▸ SHORT PROBLEM
Present the lines of the items below as a single numbered list, omitting all blank lines.

▸ ITEMS
▶
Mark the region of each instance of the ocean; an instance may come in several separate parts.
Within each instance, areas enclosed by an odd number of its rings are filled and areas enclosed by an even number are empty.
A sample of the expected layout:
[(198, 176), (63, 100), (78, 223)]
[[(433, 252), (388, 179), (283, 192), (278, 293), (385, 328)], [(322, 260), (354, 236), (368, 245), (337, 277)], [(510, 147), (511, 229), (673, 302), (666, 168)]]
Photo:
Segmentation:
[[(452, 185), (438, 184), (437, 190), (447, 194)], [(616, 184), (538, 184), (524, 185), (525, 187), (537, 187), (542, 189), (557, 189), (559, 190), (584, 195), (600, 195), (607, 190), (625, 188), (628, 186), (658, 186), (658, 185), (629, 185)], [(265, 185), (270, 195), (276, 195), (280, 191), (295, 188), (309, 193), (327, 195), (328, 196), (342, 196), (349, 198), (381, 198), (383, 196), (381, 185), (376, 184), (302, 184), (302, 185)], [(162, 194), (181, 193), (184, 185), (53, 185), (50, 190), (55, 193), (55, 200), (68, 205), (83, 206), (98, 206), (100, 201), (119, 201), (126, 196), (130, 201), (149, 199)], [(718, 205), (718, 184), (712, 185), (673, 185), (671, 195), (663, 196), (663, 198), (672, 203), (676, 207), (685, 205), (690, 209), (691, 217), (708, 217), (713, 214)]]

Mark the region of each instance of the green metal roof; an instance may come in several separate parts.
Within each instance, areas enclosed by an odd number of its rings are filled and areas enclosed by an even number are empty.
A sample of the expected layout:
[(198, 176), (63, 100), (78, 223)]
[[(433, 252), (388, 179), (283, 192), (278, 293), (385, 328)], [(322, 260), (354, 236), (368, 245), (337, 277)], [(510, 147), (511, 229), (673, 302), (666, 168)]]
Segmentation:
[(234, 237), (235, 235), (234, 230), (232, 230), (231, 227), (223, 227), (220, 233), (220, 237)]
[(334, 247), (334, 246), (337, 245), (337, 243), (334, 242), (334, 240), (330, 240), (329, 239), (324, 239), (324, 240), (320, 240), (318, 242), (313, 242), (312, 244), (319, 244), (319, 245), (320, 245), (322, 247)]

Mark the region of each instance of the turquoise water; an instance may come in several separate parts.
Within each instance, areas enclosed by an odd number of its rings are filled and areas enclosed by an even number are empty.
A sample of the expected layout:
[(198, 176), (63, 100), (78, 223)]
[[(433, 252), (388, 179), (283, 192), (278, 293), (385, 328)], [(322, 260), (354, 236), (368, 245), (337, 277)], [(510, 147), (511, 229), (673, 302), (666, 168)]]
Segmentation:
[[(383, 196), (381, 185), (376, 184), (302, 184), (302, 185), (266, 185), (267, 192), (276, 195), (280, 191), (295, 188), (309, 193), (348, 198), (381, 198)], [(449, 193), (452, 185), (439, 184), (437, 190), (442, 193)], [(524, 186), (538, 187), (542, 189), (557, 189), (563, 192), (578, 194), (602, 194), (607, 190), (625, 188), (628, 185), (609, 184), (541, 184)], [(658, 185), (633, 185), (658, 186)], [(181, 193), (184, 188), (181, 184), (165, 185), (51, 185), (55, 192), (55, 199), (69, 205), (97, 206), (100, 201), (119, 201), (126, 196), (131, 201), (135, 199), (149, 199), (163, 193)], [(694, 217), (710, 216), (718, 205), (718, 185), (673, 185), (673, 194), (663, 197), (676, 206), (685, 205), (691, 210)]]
◀
▸ RESULT FOR THIS TASK
1. Mark the region of each instance of the ocean; an instance may come in several separate parts.
2. Within each instance, areas enclosed by an odd number of its rings are filled and areas enclosed by an even number are empty.
3. A sample of the expected layout:
4. [(198, 176), (63, 100), (78, 223)]
5. [[(433, 252), (388, 179), (283, 192), (278, 293), (385, 328)], [(322, 260), (354, 236), (368, 245), (337, 277)], [(510, 147), (511, 229), (673, 302), (666, 168)]]
6. Photo:
7. Segmentation:
8. [[(452, 185), (438, 184), (437, 190), (447, 194)], [(616, 184), (538, 184), (524, 185), (525, 187), (537, 187), (542, 189), (557, 189), (559, 190), (584, 195), (600, 195), (607, 190), (625, 188), (628, 186), (658, 186), (658, 185), (629, 185)], [(265, 185), (270, 195), (276, 195), (280, 191), (295, 188), (309, 193), (327, 195), (328, 196), (342, 196), (349, 198), (381, 198), (383, 196), (381, 185), (376, 184), (302, 184), (302, 185)], [(162, 194), (181, 193), (184, 185), (53, 185), (50, 190), (55, 193), (55, 200), (68, 205), (83, 206), (98, 206), (100, 201), (119, 201), (126, 196), (130, 201), (149, 199)], [(718, 205), (718, 184), (712, 185), (673, 185), (671, 195), (663, 196), (663, 198), (672, 203), (676, 207), (685, 205), (690, 209), (691, 217), (708, 217), (713, 214)]]
9. Mark the region of each instance of the green metal roof; an instance may come in several separate parts.
10. Within each instance, areas enclosed by an odd number of its rings are filled and areas enclosed by an even number are empty.
11. A sample of the expected layout:
12. [(198, 176), (63, 100), (78, 223)]
13. [[(433, 252), (388, 179), (283, 192), (278, 293), (385, 328)], [(322, 260), (354, 236), (368, 245), (337, 277)], [(510, 147), (511, 229), (673, 302), (666, 168)]]
14. Segmentation:
15. [(234, 237), (235, 235), (234, 230), (232, 230), (231, 227), (223, 227), (220, 233), (220, 237)]
16. [(334, 247), (334, 246), (337, 245), (337, 243), (334, 242), (334, 240), (330, 240), (329, 239), (324, 239), (324, 240), (320, 240), (318, 242), (313, 242), (312, 244), (319, 244), (319, 245), (320, 245), (322, 247)]
17. Mark the region of each instance of the turquoise water; an instance may come in several separate parts.
18. Within each instance, areas enclosed by an odd number of its rings are filled and areas enclosed by an even number are empty.
19. A sample of the expected layout:
20. [(198, 176), (63, 100), (78, 223)]
21. [[(433, 252), (388, 179), (283, 192), (278, 293), (385, 328)], [(322, 260), (354, 236), (368, 245), (337, 277)], [(510, 147), (511, 229), (673, 302), (666, 168)]]
22. Segmentation:
23. [[(383, 196), (381, 185), (376, 184), (302, 184), (302, 185), (266, 185), (267, 192), (276, 195), (280, 191), (295, 188), (309, 193), (348, 198), (381, 198)], [(449, 193), (452, 185), (439, 184), (437, 190), (442, 193)], [(524, 186), (538, 187), (542, 189), (557, 189), (563, 192), (578, 194), (602, 194), (607, 190), (625, 188), (628, 185), (609, 184), (541, 184)], [(658, 185), (633, 185), (658, 186)], [(181, 193), (184, 188), (181, 184), (165, 185), (51, 185), (55, 192), (55, 199), (69, 205), (97, 206), (100, 201), (119, 201), (126, 196), (131, 201), (135, 199), (149, 199), (163, 193)], [(694, 217), (710, 216), (718, 205), (718, 185), (673, 185), (673, 194), (663, 197), (676, 206), (685, 205), (691, 210)]]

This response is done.